§ **Problem description**: Copy the lines starting with the line containing "Mark every instance of the gas" and going on through the line containing "pixel 206 294", replacing "gas mask" with "respirator" and changing nothing else.

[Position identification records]
((
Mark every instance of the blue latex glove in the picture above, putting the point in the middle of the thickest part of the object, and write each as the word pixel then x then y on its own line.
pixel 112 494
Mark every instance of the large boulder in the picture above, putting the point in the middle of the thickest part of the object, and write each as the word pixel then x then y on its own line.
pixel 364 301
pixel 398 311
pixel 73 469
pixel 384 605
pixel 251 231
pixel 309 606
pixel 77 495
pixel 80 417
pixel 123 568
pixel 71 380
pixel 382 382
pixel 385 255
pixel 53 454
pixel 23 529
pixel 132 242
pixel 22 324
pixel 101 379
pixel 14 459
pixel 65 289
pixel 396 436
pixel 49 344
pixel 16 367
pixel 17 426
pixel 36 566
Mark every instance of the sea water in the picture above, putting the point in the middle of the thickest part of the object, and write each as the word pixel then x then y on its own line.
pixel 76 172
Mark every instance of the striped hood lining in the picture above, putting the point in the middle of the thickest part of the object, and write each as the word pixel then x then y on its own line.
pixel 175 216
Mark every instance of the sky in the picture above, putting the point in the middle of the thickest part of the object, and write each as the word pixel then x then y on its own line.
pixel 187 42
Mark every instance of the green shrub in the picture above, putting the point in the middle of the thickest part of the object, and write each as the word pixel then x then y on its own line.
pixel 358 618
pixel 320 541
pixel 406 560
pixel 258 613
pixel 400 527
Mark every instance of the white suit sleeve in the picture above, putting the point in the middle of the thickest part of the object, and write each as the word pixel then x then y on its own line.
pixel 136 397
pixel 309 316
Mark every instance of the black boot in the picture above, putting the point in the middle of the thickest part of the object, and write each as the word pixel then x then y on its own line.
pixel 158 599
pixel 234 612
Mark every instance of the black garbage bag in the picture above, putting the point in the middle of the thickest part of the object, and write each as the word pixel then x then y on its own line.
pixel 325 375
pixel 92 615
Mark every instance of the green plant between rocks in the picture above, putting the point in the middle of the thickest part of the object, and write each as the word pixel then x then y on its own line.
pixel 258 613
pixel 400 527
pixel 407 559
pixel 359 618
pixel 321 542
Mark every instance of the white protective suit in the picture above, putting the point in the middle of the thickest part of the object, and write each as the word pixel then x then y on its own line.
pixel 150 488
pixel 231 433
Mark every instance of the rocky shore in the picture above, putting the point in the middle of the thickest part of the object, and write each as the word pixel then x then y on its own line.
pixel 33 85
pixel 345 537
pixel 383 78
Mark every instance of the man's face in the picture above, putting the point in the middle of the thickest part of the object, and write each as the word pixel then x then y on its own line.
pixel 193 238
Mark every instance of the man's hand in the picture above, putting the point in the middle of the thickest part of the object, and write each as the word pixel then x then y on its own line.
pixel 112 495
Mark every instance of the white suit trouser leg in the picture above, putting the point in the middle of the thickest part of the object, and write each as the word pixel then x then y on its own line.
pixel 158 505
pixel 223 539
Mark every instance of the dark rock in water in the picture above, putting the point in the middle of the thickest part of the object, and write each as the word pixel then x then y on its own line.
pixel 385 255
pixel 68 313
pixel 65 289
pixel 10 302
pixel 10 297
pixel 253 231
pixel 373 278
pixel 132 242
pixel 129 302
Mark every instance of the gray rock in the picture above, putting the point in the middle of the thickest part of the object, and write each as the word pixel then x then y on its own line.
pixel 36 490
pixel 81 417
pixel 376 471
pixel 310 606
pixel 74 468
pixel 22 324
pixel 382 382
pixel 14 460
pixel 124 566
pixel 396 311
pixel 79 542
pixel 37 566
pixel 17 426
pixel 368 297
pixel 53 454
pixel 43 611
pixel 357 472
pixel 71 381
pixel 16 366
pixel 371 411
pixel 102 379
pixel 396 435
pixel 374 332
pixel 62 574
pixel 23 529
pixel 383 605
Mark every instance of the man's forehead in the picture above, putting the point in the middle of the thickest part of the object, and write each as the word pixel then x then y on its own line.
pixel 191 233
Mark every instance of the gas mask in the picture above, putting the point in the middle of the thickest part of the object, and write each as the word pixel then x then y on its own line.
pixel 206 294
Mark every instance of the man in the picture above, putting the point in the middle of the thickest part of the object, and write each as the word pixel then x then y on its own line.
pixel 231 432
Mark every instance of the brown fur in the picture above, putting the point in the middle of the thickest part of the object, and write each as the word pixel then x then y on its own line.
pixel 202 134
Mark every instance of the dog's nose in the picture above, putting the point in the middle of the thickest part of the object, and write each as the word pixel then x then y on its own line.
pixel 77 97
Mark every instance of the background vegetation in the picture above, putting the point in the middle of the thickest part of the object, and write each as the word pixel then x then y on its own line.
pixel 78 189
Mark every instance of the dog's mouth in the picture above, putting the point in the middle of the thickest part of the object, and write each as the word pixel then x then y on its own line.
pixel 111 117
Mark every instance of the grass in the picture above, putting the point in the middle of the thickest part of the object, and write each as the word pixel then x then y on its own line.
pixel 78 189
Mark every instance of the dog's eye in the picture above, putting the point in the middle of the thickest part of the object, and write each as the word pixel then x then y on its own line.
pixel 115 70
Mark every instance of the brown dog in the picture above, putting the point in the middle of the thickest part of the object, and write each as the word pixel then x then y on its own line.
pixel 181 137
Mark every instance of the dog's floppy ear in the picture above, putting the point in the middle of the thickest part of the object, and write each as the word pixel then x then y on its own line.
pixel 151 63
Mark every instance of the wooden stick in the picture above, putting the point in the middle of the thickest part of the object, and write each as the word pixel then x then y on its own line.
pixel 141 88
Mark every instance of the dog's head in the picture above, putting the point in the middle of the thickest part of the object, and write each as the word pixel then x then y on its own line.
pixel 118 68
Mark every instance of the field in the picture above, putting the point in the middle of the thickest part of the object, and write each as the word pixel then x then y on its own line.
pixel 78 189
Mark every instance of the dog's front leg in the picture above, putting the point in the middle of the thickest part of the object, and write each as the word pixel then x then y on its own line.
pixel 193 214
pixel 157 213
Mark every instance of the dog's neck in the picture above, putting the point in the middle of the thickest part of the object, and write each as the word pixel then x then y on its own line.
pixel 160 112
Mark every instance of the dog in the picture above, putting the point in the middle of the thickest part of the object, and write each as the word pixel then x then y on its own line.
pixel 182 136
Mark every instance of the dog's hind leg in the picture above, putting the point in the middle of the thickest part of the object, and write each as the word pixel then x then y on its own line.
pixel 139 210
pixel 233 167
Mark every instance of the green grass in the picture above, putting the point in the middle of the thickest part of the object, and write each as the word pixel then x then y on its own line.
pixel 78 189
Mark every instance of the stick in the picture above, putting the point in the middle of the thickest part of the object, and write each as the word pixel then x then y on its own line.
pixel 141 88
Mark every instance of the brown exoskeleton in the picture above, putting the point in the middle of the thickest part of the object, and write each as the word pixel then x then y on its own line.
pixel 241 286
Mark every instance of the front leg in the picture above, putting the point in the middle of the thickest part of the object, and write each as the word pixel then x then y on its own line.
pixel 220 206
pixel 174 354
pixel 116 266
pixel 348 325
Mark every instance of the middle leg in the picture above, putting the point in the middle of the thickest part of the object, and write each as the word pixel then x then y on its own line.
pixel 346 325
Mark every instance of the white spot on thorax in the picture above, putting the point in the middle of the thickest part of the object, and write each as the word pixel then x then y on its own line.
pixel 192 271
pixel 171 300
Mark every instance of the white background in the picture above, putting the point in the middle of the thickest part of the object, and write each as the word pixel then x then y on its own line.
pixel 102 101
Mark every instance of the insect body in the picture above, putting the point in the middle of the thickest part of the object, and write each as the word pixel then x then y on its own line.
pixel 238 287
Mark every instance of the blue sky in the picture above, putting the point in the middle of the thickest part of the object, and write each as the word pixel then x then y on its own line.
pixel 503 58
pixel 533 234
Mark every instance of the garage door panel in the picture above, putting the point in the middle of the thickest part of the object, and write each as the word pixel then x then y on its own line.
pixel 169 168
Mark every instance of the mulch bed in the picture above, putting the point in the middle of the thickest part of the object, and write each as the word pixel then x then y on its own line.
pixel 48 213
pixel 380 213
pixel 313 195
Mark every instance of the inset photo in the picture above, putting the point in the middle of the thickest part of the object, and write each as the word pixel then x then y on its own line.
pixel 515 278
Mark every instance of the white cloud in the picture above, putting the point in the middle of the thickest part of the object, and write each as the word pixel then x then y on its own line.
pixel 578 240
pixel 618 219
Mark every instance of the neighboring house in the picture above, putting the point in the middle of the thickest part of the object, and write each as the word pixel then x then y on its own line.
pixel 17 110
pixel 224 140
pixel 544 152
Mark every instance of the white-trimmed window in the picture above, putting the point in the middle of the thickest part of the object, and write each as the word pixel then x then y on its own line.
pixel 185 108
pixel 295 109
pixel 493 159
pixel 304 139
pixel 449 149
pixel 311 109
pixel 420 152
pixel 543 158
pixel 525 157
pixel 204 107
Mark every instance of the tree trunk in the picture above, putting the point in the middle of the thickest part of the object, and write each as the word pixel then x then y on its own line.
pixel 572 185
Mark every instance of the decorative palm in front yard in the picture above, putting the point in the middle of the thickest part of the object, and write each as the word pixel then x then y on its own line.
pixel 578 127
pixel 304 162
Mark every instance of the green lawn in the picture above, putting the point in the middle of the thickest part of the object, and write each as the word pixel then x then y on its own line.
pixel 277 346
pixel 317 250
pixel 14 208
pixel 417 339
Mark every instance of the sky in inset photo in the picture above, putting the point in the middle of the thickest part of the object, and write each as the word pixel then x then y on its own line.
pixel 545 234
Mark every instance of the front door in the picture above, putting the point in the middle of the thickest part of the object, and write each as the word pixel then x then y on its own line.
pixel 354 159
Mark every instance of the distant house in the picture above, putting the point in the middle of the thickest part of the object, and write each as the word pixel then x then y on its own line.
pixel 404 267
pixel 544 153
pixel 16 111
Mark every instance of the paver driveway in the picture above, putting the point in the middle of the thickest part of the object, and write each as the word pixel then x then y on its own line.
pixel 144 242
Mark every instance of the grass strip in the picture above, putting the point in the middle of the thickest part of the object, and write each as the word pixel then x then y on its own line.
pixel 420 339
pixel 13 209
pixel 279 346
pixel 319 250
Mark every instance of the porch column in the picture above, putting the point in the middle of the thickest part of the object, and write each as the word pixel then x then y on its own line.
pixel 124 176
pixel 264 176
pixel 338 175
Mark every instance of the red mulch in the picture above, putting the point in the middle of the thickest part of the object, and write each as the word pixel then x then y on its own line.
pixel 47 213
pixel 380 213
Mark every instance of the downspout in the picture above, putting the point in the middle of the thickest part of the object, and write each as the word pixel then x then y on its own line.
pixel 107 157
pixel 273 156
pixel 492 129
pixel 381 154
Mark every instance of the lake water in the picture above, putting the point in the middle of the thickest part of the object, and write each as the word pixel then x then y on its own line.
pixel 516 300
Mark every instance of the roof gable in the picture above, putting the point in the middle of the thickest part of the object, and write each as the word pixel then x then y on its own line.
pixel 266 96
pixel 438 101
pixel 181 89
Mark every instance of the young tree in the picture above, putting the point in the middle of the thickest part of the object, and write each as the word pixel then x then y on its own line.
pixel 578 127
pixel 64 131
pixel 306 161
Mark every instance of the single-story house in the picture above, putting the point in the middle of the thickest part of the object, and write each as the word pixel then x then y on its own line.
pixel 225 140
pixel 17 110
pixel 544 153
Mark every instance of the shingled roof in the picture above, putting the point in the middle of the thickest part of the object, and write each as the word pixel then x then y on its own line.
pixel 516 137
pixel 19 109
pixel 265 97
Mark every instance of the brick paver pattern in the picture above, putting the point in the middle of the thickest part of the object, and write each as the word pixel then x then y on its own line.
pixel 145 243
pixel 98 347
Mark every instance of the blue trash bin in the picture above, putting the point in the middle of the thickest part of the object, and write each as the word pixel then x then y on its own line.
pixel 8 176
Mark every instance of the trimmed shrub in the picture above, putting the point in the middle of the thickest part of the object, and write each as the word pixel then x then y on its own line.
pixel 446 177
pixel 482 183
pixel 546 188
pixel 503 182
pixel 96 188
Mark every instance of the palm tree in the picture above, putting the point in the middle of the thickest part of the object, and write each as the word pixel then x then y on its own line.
))
§ **Answer to this problem**:
Mark every instance of the respirator in the picture above, putting the point in the middle of the thickest part of the object, and write each as the word pixel then x then y on its own line.
pixel 206 294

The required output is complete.